Stated goal >>
Answer the following from the passage on jewelry-industry price risk below.
(a) What three factors may influence the availability and prices of gold, diamonds, and other precious materials?
(b) What does the heading say the company could experience?
(c) What could a significant disruption in the supply of gold or other commodities decrease?

Document segment >>
******
BECAUSE THE JEWELRY INDUSTRY IN GENERAL IS AFFECTED BY FLUCTUATIONS IN THE PRICES OF PRECIOUS METALS AND PRECIOUS AND SEMI-PRECIOUS STONES, WE COULD EXPERIENCE INCREASED OPERATING COSTS THAT WILL AFFECT OUR BOTTOM LINE.
The availability and prices of gold, diamonds, and other precious metals and precious and semi-precious stones may be influenced by cartels, political instability in exporting countries and inflation. Shortages of these materials or sharp changes in their prices could have a material adverse effect on our results of operations or financial condition. A significant change in prices of key commodities, including gold, could adversely affect our business or reduce operating margins and impact consumer demand if retail prices increased significantly, even though we historically incorporate any increases in the purchase of raw materials to our consumers. Additionally, a significant disruption in our supply of gold or other commodities could decrease the production and shipping levels of our products, which may materially increase our operating costs and ultimately affect our profit margins.
******
Raw data >>
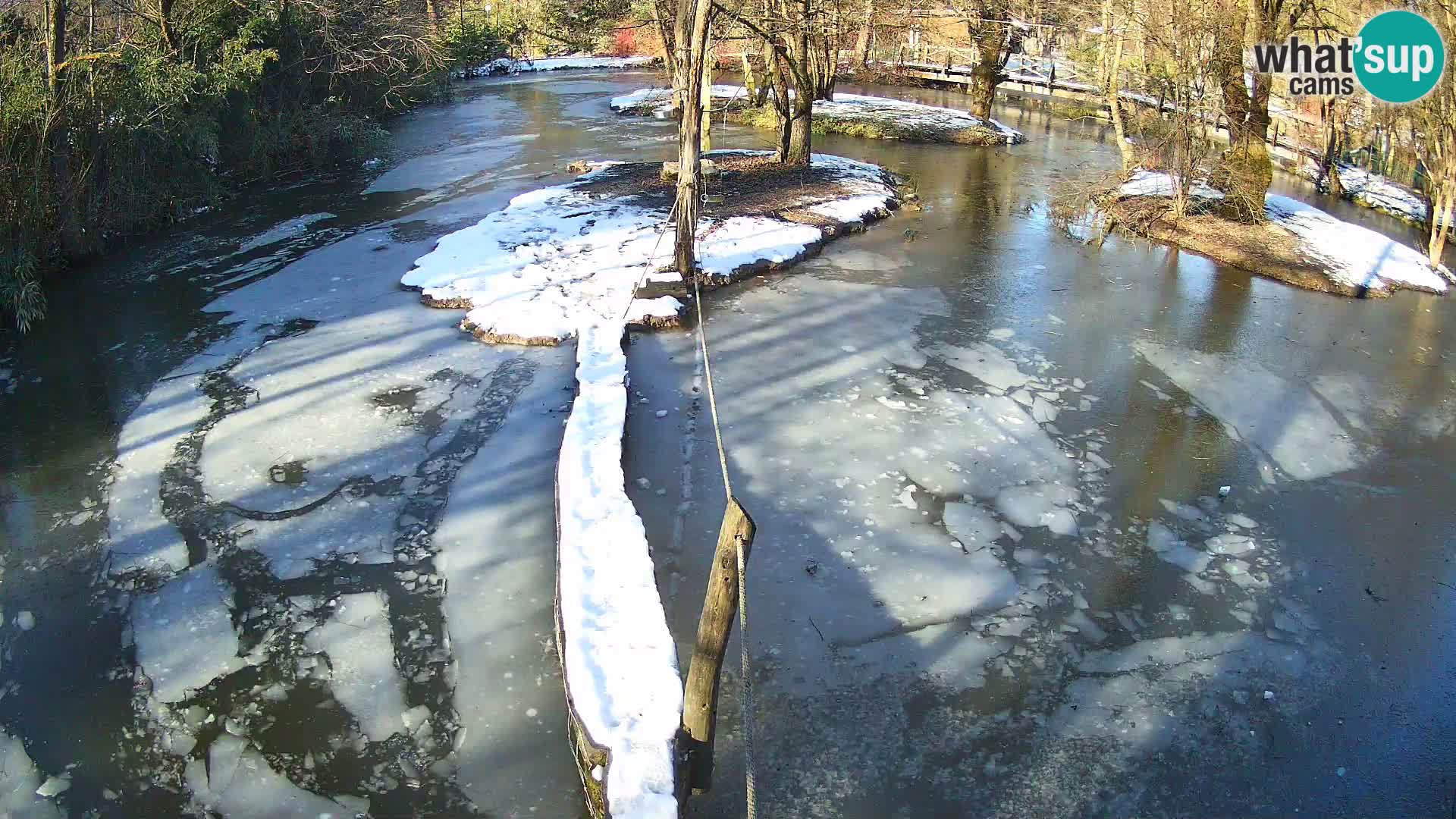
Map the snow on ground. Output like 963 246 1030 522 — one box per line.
******
Worked answer >>
(a) Cartels, political instability in exporting countries, and inflation.
(b) Increased operating costs that will affect its bottom line.
(c) The production and shipping levels of its products.